Cezayir’deki terör mağdurları, ‘haklarını talep etmek için’ gösteri düzenledi

Başkent Cezayir’de geçen salı günü düzenlenen eylemlerden bir görüntü (AFP)
Başkent Cezayir’de geçen salı günü düzenlenen eylemlerden bir görüntü (AFP)
TT

Cezayir’deki terör mağdurları, ‘haklarını talep etmek için’ gösteri düzenledi

Başkent Cezayir’de geçen salı günü düzenlenen eylemlerden bir görüntü (AFP)
Başkent Cezayir’de geçen salı günü düzenlenen eylemlerden bir görüntü (AFP)

1990’lı yıllarda meydana gelen ve hükümete göre 150 bin kişinin hayatını kaybettiği terör olaylarının dehşetine son vermek için çok sayıda Cezayirli, sosyal medya hesaplarında ‘Mansinach’ (Unutmadık) hashtagı kullandı. Resmi olmayan kaynaklar ölü sayısının 60 bini aşmadığını belirtiyor. Hashtag, başkent ve büyük şehirlerin yanı sıra özellikle izole kırsal alanlarda, militan gruplar tarafından işlenen katliamların ve bireysel suikastların anılarının hala korunduğunu vurgulamak için binlerce terör kurbanının çığlığı olarak kabul ediliyor. Bu ‘unutkanlık karşıtı’ çabanın sahipleri, yetkilileri her yıl 22 Mart’ı ‘terör mağdurları için ulusal bir gün’ olarak ilan etmeye çağırıyor.
____
▶ _Alıştırma Tanımı_
Cezayir'deki terör mağdurlarını anlatan parçayı kaldığı yerden sürdürünüz. Parçadan sonra gelen öğelerin parçayla hiçbir ilgisi yoktur.

▶ _Verilen Öğeler_
____
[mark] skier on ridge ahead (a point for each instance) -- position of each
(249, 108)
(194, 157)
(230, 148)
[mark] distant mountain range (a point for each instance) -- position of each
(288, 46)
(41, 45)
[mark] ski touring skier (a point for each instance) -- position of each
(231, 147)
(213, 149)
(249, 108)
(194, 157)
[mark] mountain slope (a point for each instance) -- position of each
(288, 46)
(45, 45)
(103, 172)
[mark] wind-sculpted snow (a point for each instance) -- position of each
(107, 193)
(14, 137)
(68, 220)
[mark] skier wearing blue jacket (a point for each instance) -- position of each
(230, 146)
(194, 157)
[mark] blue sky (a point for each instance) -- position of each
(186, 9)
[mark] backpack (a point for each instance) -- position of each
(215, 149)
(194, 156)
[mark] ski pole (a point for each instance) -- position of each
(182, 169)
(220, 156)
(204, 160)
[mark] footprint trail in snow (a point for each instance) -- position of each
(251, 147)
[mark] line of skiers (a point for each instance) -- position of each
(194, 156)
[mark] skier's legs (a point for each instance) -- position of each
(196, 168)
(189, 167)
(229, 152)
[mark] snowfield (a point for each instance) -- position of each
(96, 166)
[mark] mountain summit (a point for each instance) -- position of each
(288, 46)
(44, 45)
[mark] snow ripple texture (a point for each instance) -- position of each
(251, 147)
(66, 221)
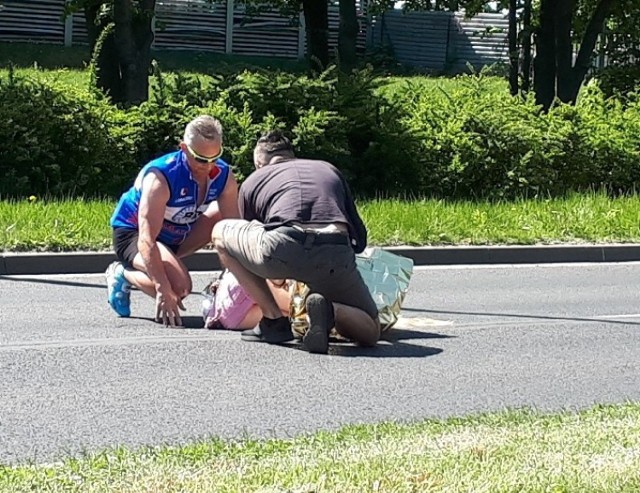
____
▶ _Alıştırmanın Cevabı_
Geçen salı akşamı çok sayıda kurban, başkentteki Merkez Postane Meydanı’nda toplanarak, ‘aşırılık yanlısı gruplara karşı direnişin ilk saflarında yer aldıkları’ gerekçesiyle Mücahitler ve Hak Sahipleri Bakanlığı’na dahil edilmeleri çağrısı yaptı. Onlara göre durumları, kurtuluş devrimi (1954- 1962) sırasında Fransız sömürgeciliği ile savaşan mücahitlere benziyor.
Eylemciler, Başbakan Abdulaziz Cerad ile görüşmek için hükümet sarayına doğru yürümeye çalıştı. Ancak bölgede görevlendirilen güvenlik güçleri onları engelledi. Bu durum ise eylemcilerin protesto düzeyini artırdı.
Eylemcilerin çoğunluğunu, 1998 yılında Ramazan ayında bir terör saldırısına tanık olan başkentin güneyindeki Sidi Hammad kasabası sakinleri oluşturdu. Saldırıda, 100 kişi öldü, onlarca kişi yaralandı ve birçoğu sakat kaldı. Hükümet, gazilere yerel para cinsinden aylık 150 dolar (30 bin Cezayir dinarı) yardım veriyor. Sidi Hammad’a düzenlenen terör saldırısı sırasında bir patlama sonucunda gözünü kaybeden Süleyman Amor (50’li yaşlarında) Şarku’l Avsat’a şu açıklamalarda bulundu: “Dayanışma Bakanlığı’nın bize verdiği aylık gelir çok düşük. İhtiyaçlarıma ve ilaçlarıma harcamalarıma yetmiyor. Bununla aileme nasıl bakabilirim? Yetkililer, bu yardımı gözden geçirmeli. Bu miktar, utanç verici.”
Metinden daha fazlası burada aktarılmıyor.